# Exercise details
Which lines of the data below contain the string "brick"? Show each of them in full, and treat the match as case-sensitive.

# Material
+---+

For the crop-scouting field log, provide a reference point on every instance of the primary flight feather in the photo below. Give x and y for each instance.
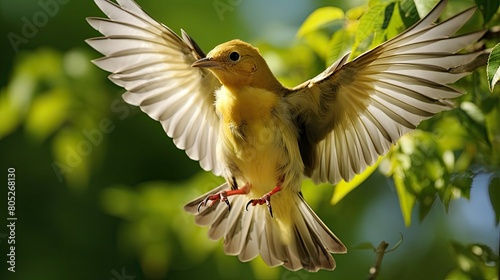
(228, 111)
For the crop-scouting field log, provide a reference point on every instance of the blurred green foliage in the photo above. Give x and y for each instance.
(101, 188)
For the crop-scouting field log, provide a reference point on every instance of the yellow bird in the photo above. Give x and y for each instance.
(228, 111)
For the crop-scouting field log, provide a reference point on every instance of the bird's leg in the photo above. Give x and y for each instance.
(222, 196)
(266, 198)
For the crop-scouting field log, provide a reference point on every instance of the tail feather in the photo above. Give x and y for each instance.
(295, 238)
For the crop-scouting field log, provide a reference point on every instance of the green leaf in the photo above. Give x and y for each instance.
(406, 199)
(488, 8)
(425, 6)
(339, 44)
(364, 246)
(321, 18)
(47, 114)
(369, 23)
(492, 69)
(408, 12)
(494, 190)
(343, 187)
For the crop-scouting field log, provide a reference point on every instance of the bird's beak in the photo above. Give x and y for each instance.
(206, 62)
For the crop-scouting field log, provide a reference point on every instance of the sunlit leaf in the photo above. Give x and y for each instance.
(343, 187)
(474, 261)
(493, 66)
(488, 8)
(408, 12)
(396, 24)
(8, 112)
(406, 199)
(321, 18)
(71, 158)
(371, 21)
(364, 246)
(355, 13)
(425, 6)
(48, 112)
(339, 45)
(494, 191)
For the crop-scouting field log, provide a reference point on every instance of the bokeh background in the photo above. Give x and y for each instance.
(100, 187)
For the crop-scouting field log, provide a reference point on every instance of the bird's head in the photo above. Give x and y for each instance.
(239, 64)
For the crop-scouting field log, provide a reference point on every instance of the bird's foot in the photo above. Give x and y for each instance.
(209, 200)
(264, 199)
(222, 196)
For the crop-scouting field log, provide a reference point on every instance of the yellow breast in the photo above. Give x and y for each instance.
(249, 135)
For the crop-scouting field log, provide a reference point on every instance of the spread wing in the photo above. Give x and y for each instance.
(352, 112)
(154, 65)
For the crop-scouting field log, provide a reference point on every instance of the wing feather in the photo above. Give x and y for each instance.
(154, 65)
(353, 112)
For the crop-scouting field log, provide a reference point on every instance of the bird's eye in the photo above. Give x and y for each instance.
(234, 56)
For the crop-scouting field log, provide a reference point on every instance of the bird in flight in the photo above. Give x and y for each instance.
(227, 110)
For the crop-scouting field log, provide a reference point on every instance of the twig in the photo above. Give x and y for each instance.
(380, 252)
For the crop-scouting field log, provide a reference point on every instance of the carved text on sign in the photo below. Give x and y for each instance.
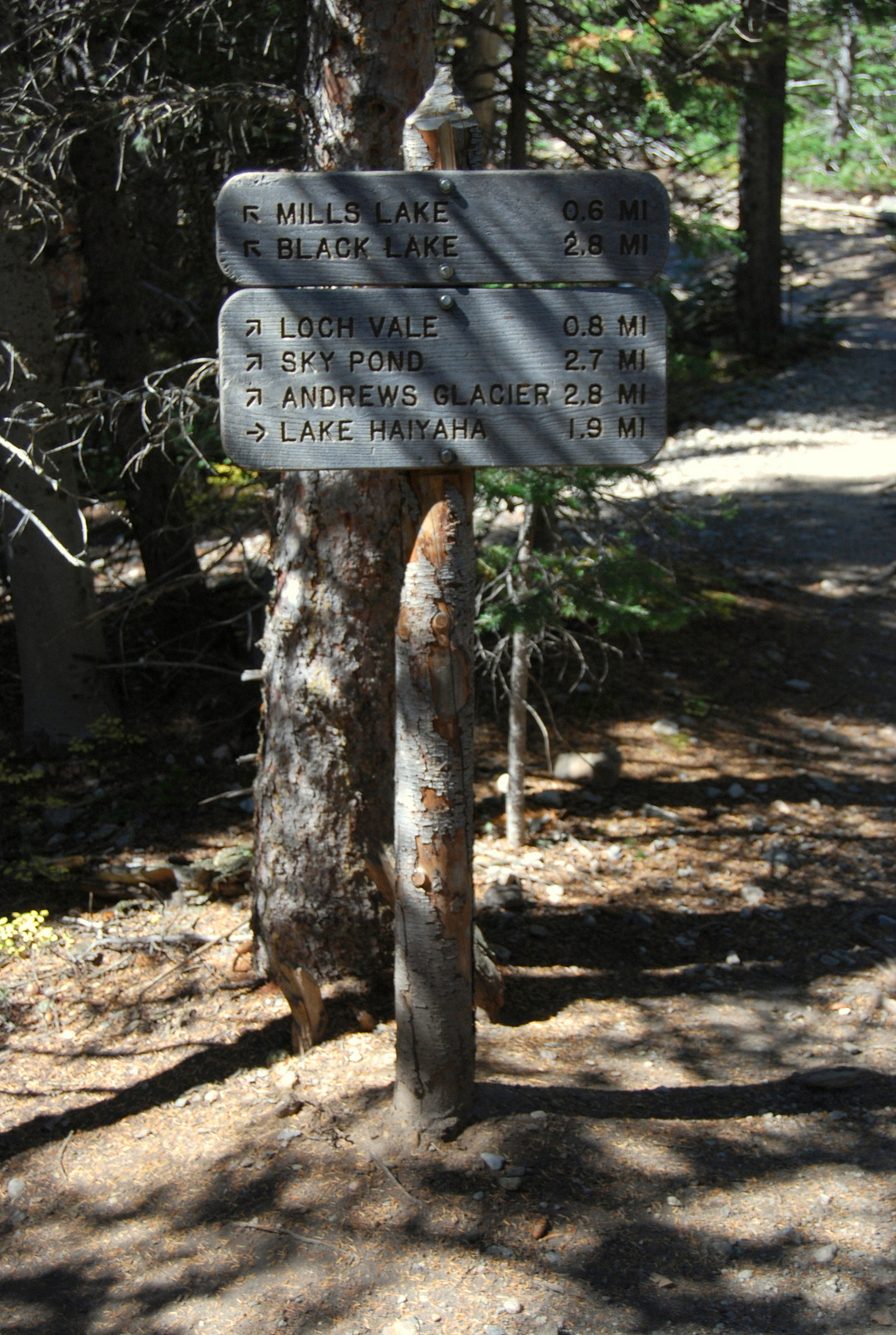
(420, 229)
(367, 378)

+---+

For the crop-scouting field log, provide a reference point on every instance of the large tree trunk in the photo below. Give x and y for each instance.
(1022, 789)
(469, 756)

+---+

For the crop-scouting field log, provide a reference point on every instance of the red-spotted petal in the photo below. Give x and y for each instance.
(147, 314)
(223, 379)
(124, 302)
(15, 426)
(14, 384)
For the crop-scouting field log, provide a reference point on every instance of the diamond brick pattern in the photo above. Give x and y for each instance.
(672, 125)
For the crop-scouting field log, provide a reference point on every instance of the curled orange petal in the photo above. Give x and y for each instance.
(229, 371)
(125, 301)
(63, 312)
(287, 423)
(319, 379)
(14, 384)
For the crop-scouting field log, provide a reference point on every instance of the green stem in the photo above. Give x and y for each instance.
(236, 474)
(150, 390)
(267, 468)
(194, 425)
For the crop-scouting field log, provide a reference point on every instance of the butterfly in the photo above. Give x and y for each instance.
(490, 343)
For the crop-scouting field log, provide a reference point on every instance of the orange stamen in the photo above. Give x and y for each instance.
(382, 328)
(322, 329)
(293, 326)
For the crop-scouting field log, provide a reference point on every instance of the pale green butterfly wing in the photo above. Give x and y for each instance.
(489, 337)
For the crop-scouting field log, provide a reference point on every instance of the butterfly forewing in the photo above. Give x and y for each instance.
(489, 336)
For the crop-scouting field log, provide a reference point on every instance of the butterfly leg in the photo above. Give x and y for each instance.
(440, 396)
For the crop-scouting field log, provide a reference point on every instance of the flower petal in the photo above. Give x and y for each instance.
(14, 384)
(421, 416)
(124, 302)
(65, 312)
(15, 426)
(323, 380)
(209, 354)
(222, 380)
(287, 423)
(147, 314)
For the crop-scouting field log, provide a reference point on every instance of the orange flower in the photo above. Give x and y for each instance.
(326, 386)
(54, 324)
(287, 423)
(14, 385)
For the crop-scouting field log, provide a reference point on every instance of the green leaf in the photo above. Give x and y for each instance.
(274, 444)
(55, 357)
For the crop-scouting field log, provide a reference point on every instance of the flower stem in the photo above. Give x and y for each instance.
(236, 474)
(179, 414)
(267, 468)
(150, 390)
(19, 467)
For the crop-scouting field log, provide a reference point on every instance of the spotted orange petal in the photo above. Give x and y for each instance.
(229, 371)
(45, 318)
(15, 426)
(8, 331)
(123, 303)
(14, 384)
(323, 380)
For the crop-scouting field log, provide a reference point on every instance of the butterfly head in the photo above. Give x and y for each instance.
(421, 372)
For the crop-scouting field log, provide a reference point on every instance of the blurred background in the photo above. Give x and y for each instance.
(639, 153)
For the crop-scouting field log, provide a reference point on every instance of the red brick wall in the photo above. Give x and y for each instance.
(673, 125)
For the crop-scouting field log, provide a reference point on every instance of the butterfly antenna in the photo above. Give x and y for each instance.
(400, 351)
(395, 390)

+---+

# Result of this exercise
For the crop-scouting field log, provide a reference point on every instance of the diamond brick pattern in the photo above. Give x and y for each instance.
For the crop-scouting field log, provide a reference point on every instance of the red brick wall in the photo above. Give x and y for each instance.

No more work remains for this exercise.